» **CONSIGNE 1**
Relevez toutes les personnes désignées par leur nom dans l'entretien consacré aux Républicains.
» **CONSIGNE 2**
Recopiez mot pour mot le passage de l'entretien consacré aux Républicains qui commence par les mots « Le duo Bellamy-Imart » et se termine par « des institutions européennes. ».
» **CONSIGNE 3**
Rédigez la suite de l'entretien consacré aux Républicains et aux élections européennes à partir de l'endroit où il s'arrête.

» **TEXTE FOURNI**

======

Nouvelle loi EGalim, texte sur la fin de vie… Comment le groupe LR compte-t-il aborder l’agenda parlementaire ?
Encore faut-il qu’il y en ait, des textes. On voit le chef de l’État et le premier ministre théoriser l’absence du Parlement dans les grands choix. Nous aborderons toujours les textes dans un esprit pragmatique pour apporter les meilleures réponses à la crise très grave que connaît le pays aujourd’hui.
Le duo Bellamy-Imart semble bien fonctionner mais les sondages sur les européennes ne décollent pas encore…
Le tandem fonctionne très bien et installe une parfaite complémentarité. Je suis convaincu que notre liste est la seule à apporter des réponses conciliant notre attachement à l’idéal européen et à la défense des intérêts de la France en Europe, là où M. Macron les a trop souvent sacrifiés. Nous sommes européens mais nous nous installons contre la dérive technocratique des institutions européennes.
Au Parlement européen, Les Républicains sont membres du PPE mais ils s’opposent à la réélection d’Ursula von der Leyen à la tête de la Commission. Pourquoi ?
Mme Von der Leyen est la candidate d’Emmanuel Macron, pas celle de la droite républicaine. Nous récusons sa politique technocratique autant que sa vision fédéraliste de l’Europe. Depuis son élection, elle a affaibli le projet européen. C’est pour cela qu’à ma demande Les Républicains voteront contre la candidature de Mme Von der Leyen à sa réélection.

======

» **DONNÉES**
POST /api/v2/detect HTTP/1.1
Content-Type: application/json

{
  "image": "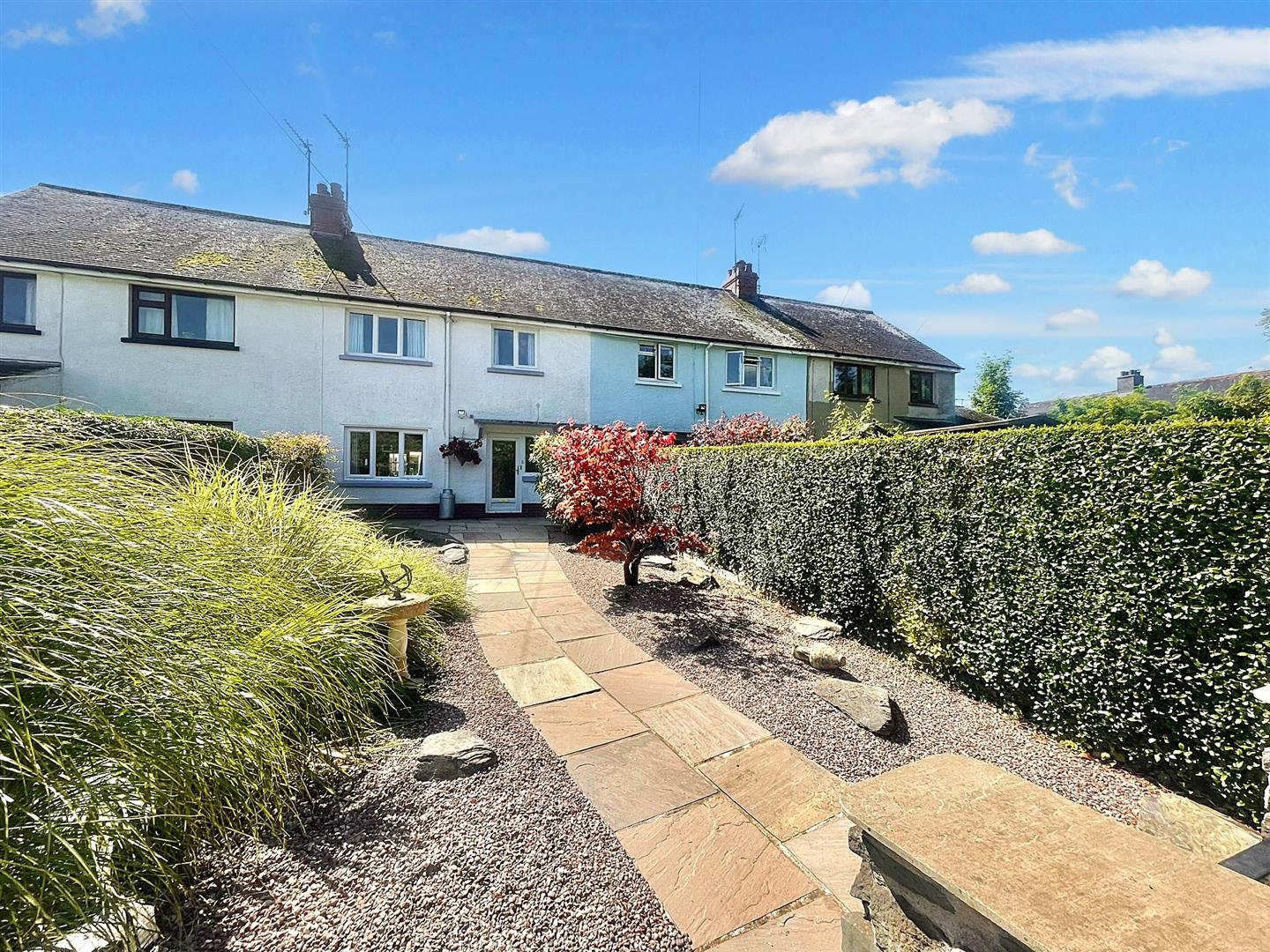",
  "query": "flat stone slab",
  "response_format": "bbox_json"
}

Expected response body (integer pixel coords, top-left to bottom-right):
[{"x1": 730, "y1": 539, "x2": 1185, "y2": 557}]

======

» **CORRIGÉ 1**
Bellamy, Imart, Emmanuel Macron, Ursula von der Leyen

» **CORRIGÉ 2**
Le duo Bellamy-Imart semble bien fonctionner mais les sondages sur les européennes ne décollent pas encore…
Le tandem fonctionne très bien et installe une parfaite complémentarité. Je suis convaincu que notre liste est la seule à apporter des réponses conciliant notre attachement à l’idéal européen et à la défense des intérêts de la France en Europe, là où M. Macron les a trop souvent sacrifiés. Nous sommes européens mais nous nous installons contre la dérive technocratique des institutions européennes.

» **CORRIGÉ 3**
Une sanction s’impose-t-elle contre le député LR Alexandre Vincendet ? Selon Le Parisien, le bureau du groupe doit discuter aujourd’hui du sort de ce proche d’Édouard Philippe…
J’ai toujours dit qu’on ne pouvait pas être à la fois à l’extérieur et à l’intérieur du parti. Chez nous, il ne peut pas y avoir de double appartenance. Alexandre Vincendet joue depuis trop longtemps une forme d’ambiguïté. Il faut qu’il décide une bonne fois pour toutes où il se trouve. Sinon, nous allons le faire pour lui.
Vous inaugurerez bientôt le nouveau siège des LR, situé juste en face de l’Assemblée. Quel est le message ?
Nous revenons dans les lieux de pouvoir pour reprendre le pouvoir. C’est l’objectif que je me suis fixé en étant élu à la tête des LR. Nous devons retrouver la première place et enrayer la spirale des défaites.